▶ EXCERPTED TEXT

EnterpriseDB / repmgr

A lightweight replication manager for PostgreSQL (Postgres)
https://repmgr.org/
Other
1.58k stars 252 forks source link

Repmgr : It automatically promotes to new master but other standby stopped #667

Open m-jayson opened 4 years ago

m-jayson commented 4 years ago

I have an issue which I also posted in stackoverflow https://dba.stackexchange.com/questions/276557/repmgr-it-automatically-promotes-to-new-master-but-other-standby-stopped

However, I would like to understand what happened.

So I was able to test if my automatic failover works and it did. I terminated my primary container so my secondary container got promoted. Unfortunately, my third container stopped here is the log image

I'm running the official postgres docker image v10 and here is my repmgr.conf

NET_IF=`netstat -rn | awk '/^0.0.0.0/ {thif=substr($0,74,10); print thif;} /^default.*UG/ {thif=substr($0,65,10); print thif;}'`
NET_IP=`ifconfig ${NET_IF} | grep -Eo 'inet (addr:)?([0-9]*\.){3}[0-9]*' | grep -Eo '([0-9]*\.){3}[0-9]*' | grep -v '127.0.0.1'` 

HOSTNAME='postgres-'${my_node}

cat<<EOF > /etc/repmgr.conf
    node_id=${my_node}
    node_name=$HOSTNAME
    conninfo='host=${NET_IP} user=repmgr password=repmgr dbname=repmgr connect_timeout=2'
    data_directory='${PGDATA}'

    log_level=INFO
    log_facility=STDERR
    log_status_interval=300

    pg_bindir='/usr/lib/postgresql/10/bin'
    use_replication_slots=1

    failover=automatic
    promote_command='repmgr standby promote'
    follow_command='repmgr standby follow -W'
EOF

I also tried adding this

#   service_start_command='pg_ctl -D ${PGDATA} start'
#   service_stop_command='pg_ctl -D ${PGDATA} stop -m fast'
#   service_reload_command='pg_ctl -D ${PGDATA} reload'
#service_restart_command='pg_ctl -D ${PGDATA} restart -m fast'

but same result.

Hope someone could help me on this. Thanks,

ibarwick commented 4 years ago

At this point we haven't made any particular provision for repmgr to run in Docker, so it's possible there may be issues of one kind or another.

I also tried adding this

# service_start_command='pg_ctl -D ${PGDATA} start'
# service_stop_command='pg_ctl -D ${PGDATA} stop -m fast'
# service_reload_command='pg_ctl -D ${PGDATA} reload'
#service_restart_command='pg_ctl -D ${PGDATA} restart -m fast'

but same result.

Did you try adding these items without the leading #? I.e.

▶ GIVEN RECORDS

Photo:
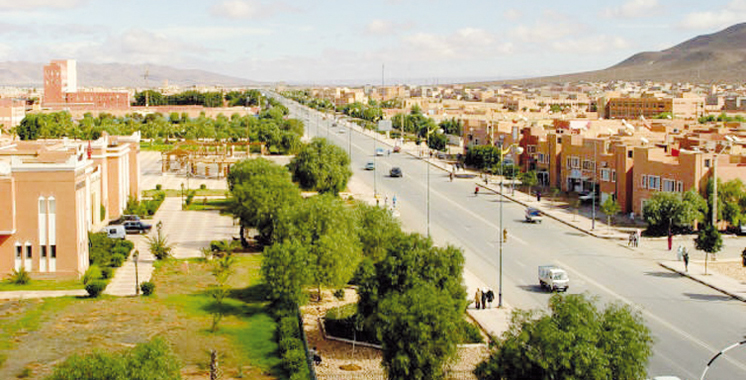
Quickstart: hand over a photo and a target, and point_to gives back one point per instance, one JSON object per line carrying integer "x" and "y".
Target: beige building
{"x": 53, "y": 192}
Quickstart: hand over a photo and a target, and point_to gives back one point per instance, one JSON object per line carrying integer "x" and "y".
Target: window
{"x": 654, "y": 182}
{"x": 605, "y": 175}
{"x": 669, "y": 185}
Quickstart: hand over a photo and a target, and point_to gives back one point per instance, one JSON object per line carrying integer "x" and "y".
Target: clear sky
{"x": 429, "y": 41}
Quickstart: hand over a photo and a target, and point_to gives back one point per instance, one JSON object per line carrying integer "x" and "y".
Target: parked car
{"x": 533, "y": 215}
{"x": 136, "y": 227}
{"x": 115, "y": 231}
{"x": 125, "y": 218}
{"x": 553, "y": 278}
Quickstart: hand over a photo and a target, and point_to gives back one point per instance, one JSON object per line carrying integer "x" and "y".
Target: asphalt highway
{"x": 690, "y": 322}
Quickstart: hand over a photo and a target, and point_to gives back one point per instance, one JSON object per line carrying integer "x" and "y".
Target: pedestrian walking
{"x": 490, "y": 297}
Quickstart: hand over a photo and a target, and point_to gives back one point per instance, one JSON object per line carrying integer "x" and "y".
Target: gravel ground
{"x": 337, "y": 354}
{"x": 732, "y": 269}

==

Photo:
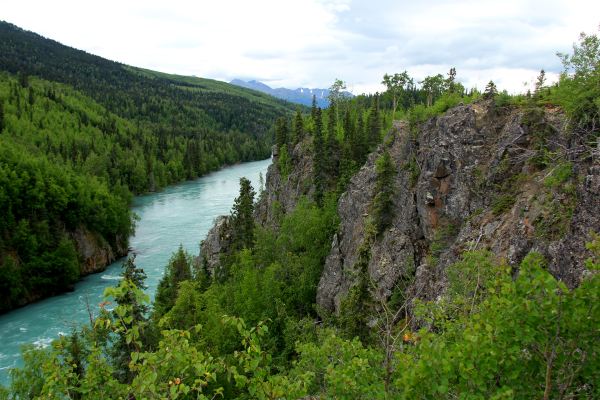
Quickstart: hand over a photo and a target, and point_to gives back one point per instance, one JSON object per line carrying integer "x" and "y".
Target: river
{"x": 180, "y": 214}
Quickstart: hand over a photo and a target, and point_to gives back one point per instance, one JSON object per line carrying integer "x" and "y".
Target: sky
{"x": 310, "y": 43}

* * *

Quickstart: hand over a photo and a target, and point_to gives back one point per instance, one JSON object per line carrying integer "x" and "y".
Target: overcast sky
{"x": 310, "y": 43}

▶ STATED PROBLEM A
In the repmgr failover thread, why does the maintainer say repmgr could run into problems in Docker? Answer in one to three sentences.
▶ STATED PROBLEM B
Rewrite the repmgr failover thread from "m-jayson commented 4" to "understand what happened.", substituting "a Q&A forum" for "stackoverflow".
▶ STATED PROBLEM C
Continue the repmgr failover thread from the point where it stops.
The data come from a separate source and are unrelated to the repmgr thread.

▶ ANSWER A
The maintainer says there may be problems because repmgr has not yet been given any particular provision for running in Docker.

▶ ANSWER B
m-jayson commented 4 years ago

I have an issue which I also posted in a Q&A forum https://dba.stackexchange.com/questions/276557/repmgr-it-automatically-promotes-to-new-master-but-other-standby-stopped

However, I would like to understand what happened.

▶ ANSWER C
service_start_command='pg_ctl -D ${PGDATA} start'
service_stop_command='pg_ctl -D ${PGDATA} stop -m fast'
service_reload_command='pg_ctl -D ${PGDATA} reload'
service_restart_command='pg_ctl -D ${PGDATA} restart -m fast'

By default, when restarting a node for a standby follow operation, repmgr will stop then start the server using pg_ctl, as pg_ctl restart has proven to be problematic in some environments. However the opposite might be the case here. Either way we strongly recommend using the OS level service commands where available to avoid issues like this (not sure if those would be available here).

ibarwick commented 4 years ago

Also I see from the Stackoverflow post you're using repmgr 5.0; we strongly recommend using repmgr 5.1, the latest version.

m-jayson commented 4 years ago

@ibarwick yes i tried using without '#'

for the repmgr here is how i download it

RUN echo "deb http://apt.postgresql.org/pub/repos/apt/ stretch-pgdg main 10" \
          >> /etc/apt/sources.list.d/pgdg.list
RUN apt-get update; apt-get install -y postgresql-10-repmgr repmgr-common

Could you please help me? where can i download it?

m-jayson commented 4 years ago

for the 5.1 version?. I assume the commands would be the same for repmgr it's just the version we are changing

anyway i found it.

RUN curl https://dl.2ndquadrant.com/default/release/get/deb | bash
RUN apt-get update && apt-get install postgresql-11-repmgr repmgr-common -y

i'll try the changes you recommend and get back to you later

m-jayson commented 4 years ago

@ibarwick it seems that the docker image don't have systemctl command in the image. I also updated the version to 5.1 but still no luck

ibarwick commented 4 years ago

In that case I'm not sure what can be done. As stated before, we haven't tested this on Docker at all, so it's hard to see what the issue might be. If time permits I'll see if I can reproduce this later in the week, but can't promise anything.

m-jayson commented 4 years ago

@ibarwick thanks.. how do you start the repmgr btw?

this is how i do it

#!/bin/bash

repmgrd -v 
ibarwick commented 4 years ago

Aha, if you start it like that, it's probably not daemonizing properly.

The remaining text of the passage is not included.